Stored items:
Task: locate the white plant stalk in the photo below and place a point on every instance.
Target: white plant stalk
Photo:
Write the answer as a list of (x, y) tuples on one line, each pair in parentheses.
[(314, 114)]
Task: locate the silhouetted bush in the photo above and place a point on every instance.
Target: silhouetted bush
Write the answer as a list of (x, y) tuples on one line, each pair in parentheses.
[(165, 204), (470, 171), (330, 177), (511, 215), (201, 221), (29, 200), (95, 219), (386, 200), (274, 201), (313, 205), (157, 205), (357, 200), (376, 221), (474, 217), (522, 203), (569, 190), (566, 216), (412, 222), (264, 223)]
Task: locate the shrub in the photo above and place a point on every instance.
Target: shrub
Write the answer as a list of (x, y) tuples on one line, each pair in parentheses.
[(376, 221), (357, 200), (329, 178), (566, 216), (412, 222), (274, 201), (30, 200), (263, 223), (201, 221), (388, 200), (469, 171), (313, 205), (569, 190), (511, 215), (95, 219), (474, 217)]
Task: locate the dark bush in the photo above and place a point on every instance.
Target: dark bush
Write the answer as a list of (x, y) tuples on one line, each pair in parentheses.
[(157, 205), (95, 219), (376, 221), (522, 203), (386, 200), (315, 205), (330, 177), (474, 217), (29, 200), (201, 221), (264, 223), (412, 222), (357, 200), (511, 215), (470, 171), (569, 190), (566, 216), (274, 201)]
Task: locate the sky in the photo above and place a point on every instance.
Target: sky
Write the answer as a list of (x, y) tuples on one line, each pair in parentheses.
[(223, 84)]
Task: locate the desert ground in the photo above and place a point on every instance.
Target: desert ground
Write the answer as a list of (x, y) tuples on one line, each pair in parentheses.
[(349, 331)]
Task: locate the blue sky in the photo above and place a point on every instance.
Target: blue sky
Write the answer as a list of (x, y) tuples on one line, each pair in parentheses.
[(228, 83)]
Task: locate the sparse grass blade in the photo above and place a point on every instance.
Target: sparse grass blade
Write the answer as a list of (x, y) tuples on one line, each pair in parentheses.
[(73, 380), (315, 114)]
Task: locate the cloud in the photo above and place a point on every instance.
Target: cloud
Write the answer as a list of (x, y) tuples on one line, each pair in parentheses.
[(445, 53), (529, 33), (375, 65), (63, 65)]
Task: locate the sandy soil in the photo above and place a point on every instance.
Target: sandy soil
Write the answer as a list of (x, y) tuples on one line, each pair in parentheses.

Do this:
Give the complete listing a second time, exactly as it reads.

Solution for this problem:
Task: locate the white plant stalk in the photo below and place a point on every instance.
Target: white plant stalk
Photo:
Write the answer as a list of (x, y) tuples on one line, each pair in parentheses.
[(314, 114)]
Task: locate the silhouetted bush in the photo above and place a point on every instance.
Target: silhouetted bush
Write the answer as a list of (x, y) tuples on one line, each pair in parentheses.
[(165, 204), (470, 171), (330, 177), (511, 215), (201, 221), (29, 200), (95, 219), (386, 200), (274, 201), (313, 205), (157, 205), (357, 200), (376, 221), (474, 217), (522, 203), (569, 190), (566, 216), (412, 222), (264, 223)]
Task: locate the shrub in the photo above and place a point on every instance.
Target: shrub
Write the answer as a list of (x, y) tuples on one line, each pair in parentheses.
[(376, 221), (357, 200), (329, 178), (566, 216), (412, 222), (274, 201), (30, 200), (263, 223), (201, 221), (388, 200), (469, 171), (313, 205), (569, 190), (511, 215), (95, 219), (474, 217)]
Task: locate the dark bush in the photo above and place a point on every instance.
Target: dark bush
Write the answer as a list of (x, y) tuples on one line, each pair in parentheses.
[(157, 205), (95, 219), (376, 221), (522, 203), (386, 200), (315, 205), (330, 177), (474, 217), (29, 200), (201, 221), (264, 223), (412, 222), (357, 200), (511, 215), (470, 171), (569, 190), (566, 216), (274, 201)]
Task: locate the sky in the photo above and place a point on every instance.
Target: sky
Write the answer as a list of (x, y) tuples on one line, each pair in parentheses.
[(223, 84)]
Task: locate the desert ground in the photo above and place a point on every instance.
Target: desert ground
Write the answer as a list of (x, y) tuples on one line, each pair in parentheses.
[(349, 331)]
Task: locate the blue sky in the photo above and place a point on every instance.
Target: blue sky
Write the answer as a list of (x, y) tuples on one line, each pair in parentheses.
[(228, 83)]
Task: locate the sparse grass blade in the photo above and place a point on every instance.
Target: sparse grass blade
Write the answer as a list of (x, y) tuples on one line, each pair in parentheses.
[(73, 380), (315, 114)]
Task: locate the cloud in the photo above and place a point on every instance.
Target: cloud
Write the answer as a list of (x, y) tuples on one line, each pair in parentheses.
[(445, 53), (529, 33), (375, 65), (63, 65)]
Task: locate the sandy soil in the photo above and place a point on every instance.
Target: sandy soil
Write the answer as a list of (x, y) tuples on one line, each pair in parentheses.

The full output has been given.